» **Activity**
What lines below contain the word "foam"? Please pull each one out.

» **Extracted information**
......
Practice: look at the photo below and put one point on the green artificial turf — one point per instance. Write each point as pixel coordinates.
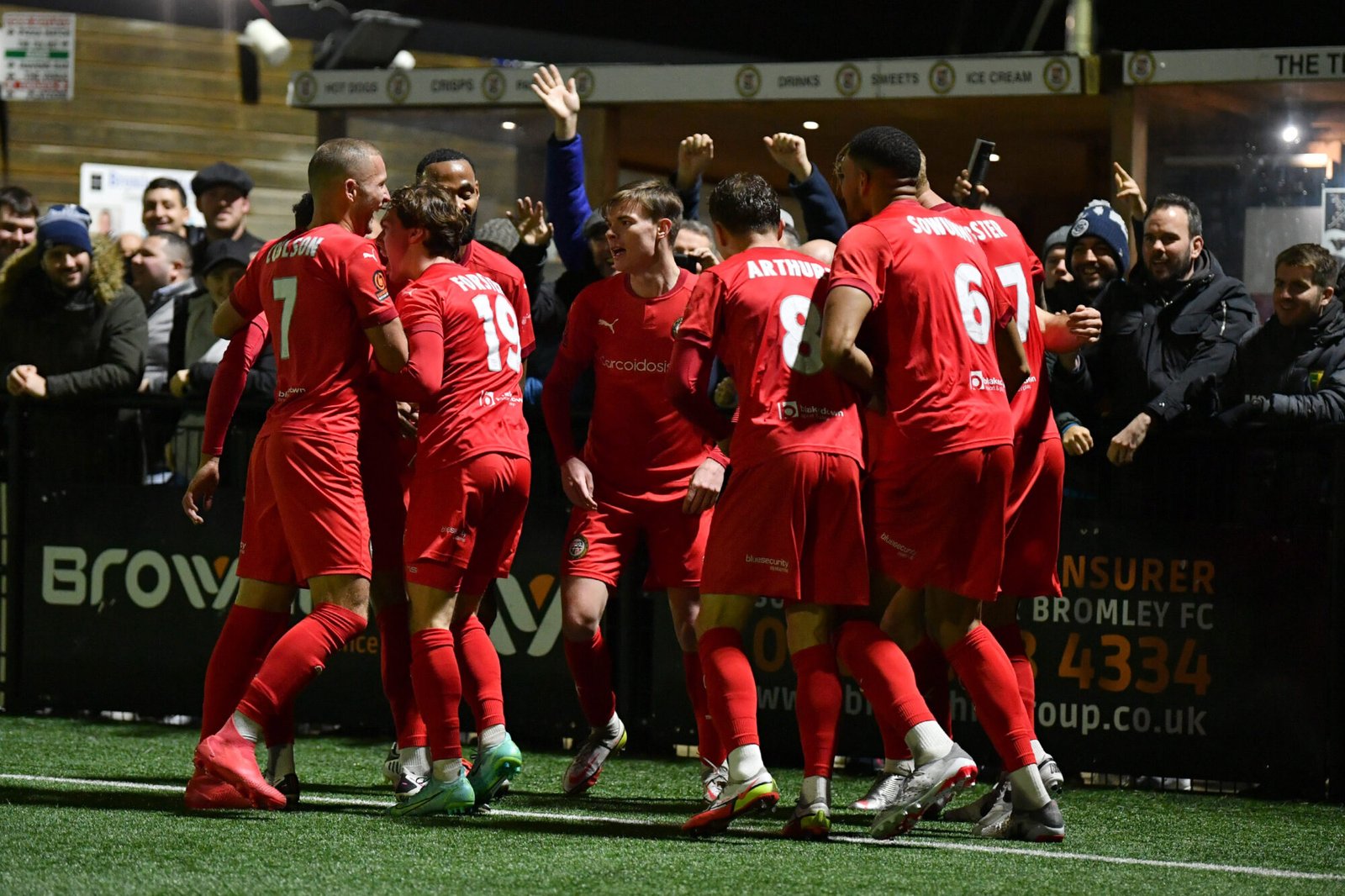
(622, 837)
......
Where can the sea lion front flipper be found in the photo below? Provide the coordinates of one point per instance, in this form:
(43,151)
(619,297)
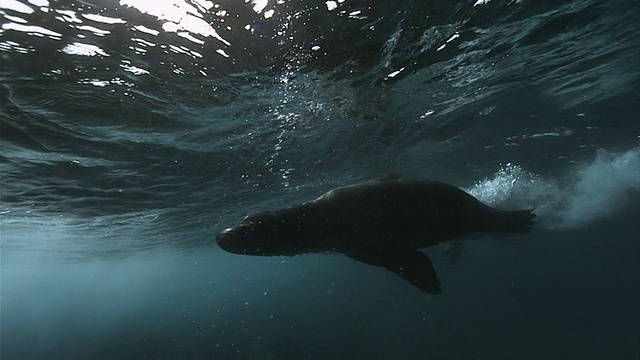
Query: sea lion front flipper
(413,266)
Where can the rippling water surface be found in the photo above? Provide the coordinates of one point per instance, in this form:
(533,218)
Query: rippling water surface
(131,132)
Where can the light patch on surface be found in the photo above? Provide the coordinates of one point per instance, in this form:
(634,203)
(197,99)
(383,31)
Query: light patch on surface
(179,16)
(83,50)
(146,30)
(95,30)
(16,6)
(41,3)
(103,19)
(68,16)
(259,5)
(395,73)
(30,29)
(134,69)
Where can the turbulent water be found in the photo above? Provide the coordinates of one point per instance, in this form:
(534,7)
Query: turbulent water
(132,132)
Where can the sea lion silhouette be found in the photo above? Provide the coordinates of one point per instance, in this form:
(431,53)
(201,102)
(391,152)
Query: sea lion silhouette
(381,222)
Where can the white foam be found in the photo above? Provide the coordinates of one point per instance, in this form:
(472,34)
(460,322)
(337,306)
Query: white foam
......
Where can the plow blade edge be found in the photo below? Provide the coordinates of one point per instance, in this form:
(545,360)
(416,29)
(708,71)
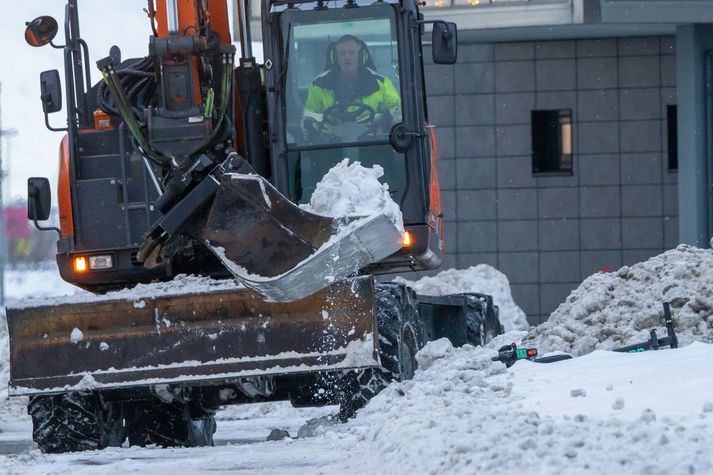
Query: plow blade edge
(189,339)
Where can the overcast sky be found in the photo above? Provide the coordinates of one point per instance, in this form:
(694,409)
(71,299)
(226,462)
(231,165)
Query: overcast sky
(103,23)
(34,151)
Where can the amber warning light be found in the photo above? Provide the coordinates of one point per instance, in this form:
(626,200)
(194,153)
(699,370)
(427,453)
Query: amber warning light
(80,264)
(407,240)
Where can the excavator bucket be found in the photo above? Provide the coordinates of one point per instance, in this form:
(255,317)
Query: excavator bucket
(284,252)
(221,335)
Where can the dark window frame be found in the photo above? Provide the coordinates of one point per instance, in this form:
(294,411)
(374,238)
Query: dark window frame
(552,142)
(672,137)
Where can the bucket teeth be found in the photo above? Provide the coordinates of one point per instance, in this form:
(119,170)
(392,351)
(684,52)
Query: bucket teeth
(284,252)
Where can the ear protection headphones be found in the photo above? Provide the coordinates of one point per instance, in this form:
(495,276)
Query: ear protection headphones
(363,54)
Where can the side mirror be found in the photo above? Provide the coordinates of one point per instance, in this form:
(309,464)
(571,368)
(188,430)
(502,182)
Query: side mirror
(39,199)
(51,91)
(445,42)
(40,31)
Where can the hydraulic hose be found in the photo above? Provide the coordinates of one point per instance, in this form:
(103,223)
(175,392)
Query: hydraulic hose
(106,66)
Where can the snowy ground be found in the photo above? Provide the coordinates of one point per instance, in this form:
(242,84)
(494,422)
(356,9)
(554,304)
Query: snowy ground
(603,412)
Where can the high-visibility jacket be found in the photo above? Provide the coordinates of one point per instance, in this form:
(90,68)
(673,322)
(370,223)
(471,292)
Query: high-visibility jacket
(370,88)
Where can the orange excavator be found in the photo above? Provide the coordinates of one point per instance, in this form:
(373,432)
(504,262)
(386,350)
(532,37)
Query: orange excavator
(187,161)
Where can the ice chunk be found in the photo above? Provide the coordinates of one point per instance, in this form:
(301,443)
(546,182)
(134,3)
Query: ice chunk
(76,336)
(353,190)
......
» **Response**
Where can the white foam be found in the photo above? Provide the coordinates of one point per instance, in this form:
Query: white foam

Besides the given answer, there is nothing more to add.